------ PROVIDED TEXT ------
People have often recommended to me that I must try a bullet journal, if I truly want to keep myself organized. When I watched Ryder Carroll’s You Tube video on why and how he created the bullet journal for himself, I definitely felt that “click” in my brain that tells me someone is speaking my language. (Sometimes it’s more of a tingle in my spine rather than an actual click, but you get my point.)
Carroll titles his Ted Talk “How to Declutter Your Mind” and he talks about his experience with a.d.d., which he eventually outgrew. In the process, he designed a system to help him keep track of things, while also being mindful about not wanting to focus on too many different things at once.
We live in a world with so many choices, and for many of us, more freedom than ever. This is why minimalist living has become increasingly appealing to me. Decision fatigue is a real thing. And for those of us who struggle with some attention issues, de-cluttering our minds by creating a mental inventory and writing things down is important.
Once it is written down, we can ask ourselves: do these things matter? Or are they just fleeting notions that take up mental space? Once we cross off those items that do not matter, or that we truly do not need to do, the list gets smaller.
Paying attention to “small projects” that hold our curiosity and recording these, we intentionally make space in our lives to do them. Carroll breaks these into month-long chunks, because it makes them more manageable.
------ INFORMATION SUPPLIED ------
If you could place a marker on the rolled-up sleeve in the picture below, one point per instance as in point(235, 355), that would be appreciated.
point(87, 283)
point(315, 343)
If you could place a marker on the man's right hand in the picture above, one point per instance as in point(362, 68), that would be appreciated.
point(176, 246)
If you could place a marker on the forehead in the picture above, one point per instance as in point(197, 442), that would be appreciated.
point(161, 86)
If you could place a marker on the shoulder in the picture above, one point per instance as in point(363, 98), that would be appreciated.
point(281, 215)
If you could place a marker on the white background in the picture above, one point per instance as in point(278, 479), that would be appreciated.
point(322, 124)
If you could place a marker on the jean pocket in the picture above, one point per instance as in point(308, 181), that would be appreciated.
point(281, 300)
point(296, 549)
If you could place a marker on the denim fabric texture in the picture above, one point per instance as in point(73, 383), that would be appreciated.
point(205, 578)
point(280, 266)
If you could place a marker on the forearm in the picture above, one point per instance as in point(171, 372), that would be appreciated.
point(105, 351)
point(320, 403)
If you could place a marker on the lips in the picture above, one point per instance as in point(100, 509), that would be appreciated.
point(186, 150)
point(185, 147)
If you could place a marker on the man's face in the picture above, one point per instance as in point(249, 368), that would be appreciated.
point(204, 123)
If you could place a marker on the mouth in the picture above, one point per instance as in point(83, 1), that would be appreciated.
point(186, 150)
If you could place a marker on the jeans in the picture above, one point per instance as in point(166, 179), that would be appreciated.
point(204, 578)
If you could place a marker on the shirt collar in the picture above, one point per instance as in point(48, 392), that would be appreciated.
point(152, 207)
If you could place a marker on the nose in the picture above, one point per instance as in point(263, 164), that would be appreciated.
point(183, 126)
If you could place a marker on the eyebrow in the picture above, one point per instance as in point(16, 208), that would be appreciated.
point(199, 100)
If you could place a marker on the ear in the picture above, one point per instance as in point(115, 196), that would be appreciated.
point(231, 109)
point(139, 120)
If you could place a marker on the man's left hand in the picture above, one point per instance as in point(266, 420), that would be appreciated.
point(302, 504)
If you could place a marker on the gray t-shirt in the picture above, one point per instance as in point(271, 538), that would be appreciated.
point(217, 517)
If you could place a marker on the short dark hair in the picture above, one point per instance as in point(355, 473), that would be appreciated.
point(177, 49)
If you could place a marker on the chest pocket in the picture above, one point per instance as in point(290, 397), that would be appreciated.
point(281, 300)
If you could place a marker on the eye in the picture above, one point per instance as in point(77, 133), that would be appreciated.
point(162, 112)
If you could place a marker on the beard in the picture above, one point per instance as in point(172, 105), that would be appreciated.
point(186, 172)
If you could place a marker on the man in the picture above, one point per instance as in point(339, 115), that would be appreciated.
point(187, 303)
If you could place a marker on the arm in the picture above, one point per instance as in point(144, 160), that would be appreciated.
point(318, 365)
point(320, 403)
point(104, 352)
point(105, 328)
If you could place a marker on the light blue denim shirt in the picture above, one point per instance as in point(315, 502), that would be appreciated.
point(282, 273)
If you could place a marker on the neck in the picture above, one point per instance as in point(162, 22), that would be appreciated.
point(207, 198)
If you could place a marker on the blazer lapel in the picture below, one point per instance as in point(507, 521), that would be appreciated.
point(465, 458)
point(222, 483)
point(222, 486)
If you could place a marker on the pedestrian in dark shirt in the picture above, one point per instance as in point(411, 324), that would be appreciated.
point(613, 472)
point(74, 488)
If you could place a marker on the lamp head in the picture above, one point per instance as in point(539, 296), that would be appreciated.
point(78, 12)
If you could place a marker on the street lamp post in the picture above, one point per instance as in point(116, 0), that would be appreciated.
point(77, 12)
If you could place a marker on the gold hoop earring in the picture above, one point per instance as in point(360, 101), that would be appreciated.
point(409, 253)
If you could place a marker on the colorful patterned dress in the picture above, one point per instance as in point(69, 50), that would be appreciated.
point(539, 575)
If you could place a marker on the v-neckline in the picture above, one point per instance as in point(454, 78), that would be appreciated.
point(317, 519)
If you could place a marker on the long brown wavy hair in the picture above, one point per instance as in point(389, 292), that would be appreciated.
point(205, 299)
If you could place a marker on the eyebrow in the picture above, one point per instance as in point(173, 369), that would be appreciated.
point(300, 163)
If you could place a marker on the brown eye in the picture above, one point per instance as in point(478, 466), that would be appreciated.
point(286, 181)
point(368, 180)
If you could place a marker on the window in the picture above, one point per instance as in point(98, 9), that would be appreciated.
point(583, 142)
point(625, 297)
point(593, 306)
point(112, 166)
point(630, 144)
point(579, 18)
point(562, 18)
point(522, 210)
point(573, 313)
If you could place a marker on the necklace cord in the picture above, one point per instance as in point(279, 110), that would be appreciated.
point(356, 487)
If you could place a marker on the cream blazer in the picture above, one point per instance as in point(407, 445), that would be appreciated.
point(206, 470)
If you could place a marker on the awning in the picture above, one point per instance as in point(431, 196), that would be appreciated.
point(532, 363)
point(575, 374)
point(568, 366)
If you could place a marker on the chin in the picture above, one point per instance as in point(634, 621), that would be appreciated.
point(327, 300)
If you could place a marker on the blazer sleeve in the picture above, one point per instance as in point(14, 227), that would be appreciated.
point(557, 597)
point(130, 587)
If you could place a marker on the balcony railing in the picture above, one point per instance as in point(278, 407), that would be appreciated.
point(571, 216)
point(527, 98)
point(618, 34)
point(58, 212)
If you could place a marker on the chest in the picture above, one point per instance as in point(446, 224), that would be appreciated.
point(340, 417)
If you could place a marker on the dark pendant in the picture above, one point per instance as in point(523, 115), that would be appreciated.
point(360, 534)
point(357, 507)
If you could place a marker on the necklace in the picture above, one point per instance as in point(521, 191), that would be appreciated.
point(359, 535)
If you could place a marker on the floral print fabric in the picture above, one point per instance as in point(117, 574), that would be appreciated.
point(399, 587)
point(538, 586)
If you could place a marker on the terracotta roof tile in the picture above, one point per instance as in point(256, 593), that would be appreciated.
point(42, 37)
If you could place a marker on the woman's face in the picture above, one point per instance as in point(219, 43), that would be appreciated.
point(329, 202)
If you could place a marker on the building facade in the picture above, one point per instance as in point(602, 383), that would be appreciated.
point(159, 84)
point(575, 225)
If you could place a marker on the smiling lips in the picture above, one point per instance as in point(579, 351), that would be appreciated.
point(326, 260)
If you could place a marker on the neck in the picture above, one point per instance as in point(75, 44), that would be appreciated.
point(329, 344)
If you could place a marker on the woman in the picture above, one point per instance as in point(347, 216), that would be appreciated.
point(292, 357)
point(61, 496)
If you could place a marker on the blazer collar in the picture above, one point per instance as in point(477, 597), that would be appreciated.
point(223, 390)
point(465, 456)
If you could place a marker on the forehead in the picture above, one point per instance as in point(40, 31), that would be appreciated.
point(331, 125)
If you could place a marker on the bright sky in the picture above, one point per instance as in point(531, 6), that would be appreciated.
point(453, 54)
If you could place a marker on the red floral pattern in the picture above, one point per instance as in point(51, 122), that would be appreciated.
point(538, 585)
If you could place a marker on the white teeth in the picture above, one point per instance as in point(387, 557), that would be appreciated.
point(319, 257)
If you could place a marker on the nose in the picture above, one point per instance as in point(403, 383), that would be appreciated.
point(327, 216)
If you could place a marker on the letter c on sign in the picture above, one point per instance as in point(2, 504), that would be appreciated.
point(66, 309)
------
* **OBJECTIVE**
Transcribe the entire bullet journal text word for word, with no changes.

* **EXERCISE SOLUTION**
People have often recommended to me that I must try a bullet journal, if I truly want to keep myself organized. When I watched Ryder Carroll’s You Tube video on why and how he created the bullet journal for himself, I definitely felt that “click” in my brain that tells me someone is speaking my language. (Sometimes it’s more of a tingle in my spine rather than an actual click, but you get my point.)
Carroll titles his Ted Talk “How to Declutter Your Mind” and he talks about his experience with a.d.d., which he eventually outgrew. In the process, he designed a system to help him keep track of things, while also being mindful about not wanting to focus on too many different things at once.
We live in a world with so many choices, and for many of us, more freedom than ever. This is why minimalist living has become increasingly appealing to me. Decision fatigue is a real thing. And for those of us who struggle with some attention issues, de-cluttering our minds by creating a mental inventory and writing things down is important.
Once it is written down, we can ask ourselves: do these things matter? Or are they just fleeting notions that take up mental space? Once we cross off those items that do not matter, or that we truly do not need to do, the list gets smaller.
Paying attention to “small projects” that hold our curiosity and recording these, we intentionally make space in our lives to do them. Carroll breaks these into month-long chunks, because it makes them more manageable.